# What you need to do
Please show, in full, every line of the records below that contains the word "clicks".

● ● ● ●

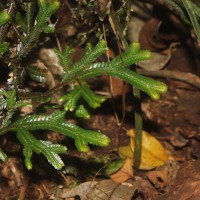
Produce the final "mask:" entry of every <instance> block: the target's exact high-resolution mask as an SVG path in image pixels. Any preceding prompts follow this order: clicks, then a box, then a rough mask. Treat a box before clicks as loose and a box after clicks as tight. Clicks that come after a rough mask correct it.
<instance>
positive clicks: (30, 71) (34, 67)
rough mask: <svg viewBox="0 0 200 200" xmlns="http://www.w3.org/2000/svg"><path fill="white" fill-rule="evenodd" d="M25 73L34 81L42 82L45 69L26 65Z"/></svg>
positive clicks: (42, 82)
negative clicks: (25, 71)
mask: <svg viewBox="0 0 200 200" xmlns="http://www.w3.org/2000/svg"><path fill="white" fill-rule="evenodd" d="M27 73H28V75H29V76H30V77H31V79H33V80H34V81H38V82H40V83H44V82H45V81H46V77H47V71H46V70H45V69H43V70H41V69H39V68H38V67H35V66H29V67H27Z"/></svg>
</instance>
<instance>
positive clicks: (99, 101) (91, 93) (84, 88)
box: [81, 84, 105, 108]
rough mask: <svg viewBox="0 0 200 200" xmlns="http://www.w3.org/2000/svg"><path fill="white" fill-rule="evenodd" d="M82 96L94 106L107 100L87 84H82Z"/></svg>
mask: <svg viewBox="0 0 200 200" xmlns="http://www.w3.org/2000/svg"><path fill="white" fill-rule="evenodd" d="M81 89H82V96H83V98H84V99H85V101H86V102H87V103H88V104H89V106H90V107H92V108H97V107H99V106H100V105H101V103H103V102H104V101H105V98H103V97H101V96H98V95H96V94H95V93H94V92H93V91H92V90H91V89H90V88H89V87H88V86H87V85H86V84H83V85H81Z"/></svg>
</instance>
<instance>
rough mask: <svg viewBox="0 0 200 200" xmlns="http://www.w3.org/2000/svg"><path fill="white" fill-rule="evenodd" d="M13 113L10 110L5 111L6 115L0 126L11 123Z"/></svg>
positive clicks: (12, 112) (4, 117)
mask: <svg viewBox="0 0 200 200" xmlns="http://www.w3.org/2000/svg"><path fill="white" fill-rule="evenodd" d="M13 114H14V112H12V111H10V112H9V111H8V112H7V113H6V116H5V117H4V119H3V121H2V123H1V126H0V128H4V127H6V126H8V125H10V124H11V118H12V116H13Z"/></svg>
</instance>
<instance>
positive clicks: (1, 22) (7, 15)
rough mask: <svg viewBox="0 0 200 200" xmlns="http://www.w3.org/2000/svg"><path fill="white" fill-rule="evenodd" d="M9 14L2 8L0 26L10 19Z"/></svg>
mask: <svg viewBox="0 0 200 200" xmlns="http://www.w3.org/2000/svg"><path fill="white" fill-rule="evenodd" d="M10 18H11V17H10V15H9V14H8V13H7V11H6V10H2V11H1V12H0V26H2V25H4V24H6V23H7V22H8V21H9V20H10Z"/></svg>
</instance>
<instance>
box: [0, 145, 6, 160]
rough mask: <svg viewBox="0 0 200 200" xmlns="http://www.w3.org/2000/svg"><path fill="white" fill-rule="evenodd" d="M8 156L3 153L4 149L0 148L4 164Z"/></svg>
mask: <svg viewBox="0 0 200 200" xmlns="http://www.w3.org/2000/svg"><path fill="white" fill-rule="evenodd" d="M7 159H8V158H7V155H6V154H5V153H4V152H3V151H2V149H1V148H0V160H2V161H3V162H6V161H7Z"/></svg>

● ● ● ●

# Your response
Produce the final "mask:" entry of every <instance> block: the target's exact high-resolution mask as an SVG path in image pixels. Any preceding prompts follow this order: clicks, then a box, then a rough mask. Treat a box before clicks as loose and a box after clicks as tight. Clicks that come after a rough mask correct it.
positive clicks: (30, 71) (34, 67)
positive clicks: (42, 82)
negative clicks: (25, 71)
positive clicks: (99, 101) (91, 93) (84, 88)
positive clicks: (12, 112) (4, 117)
positive clicks: (1, 22) (7, 15)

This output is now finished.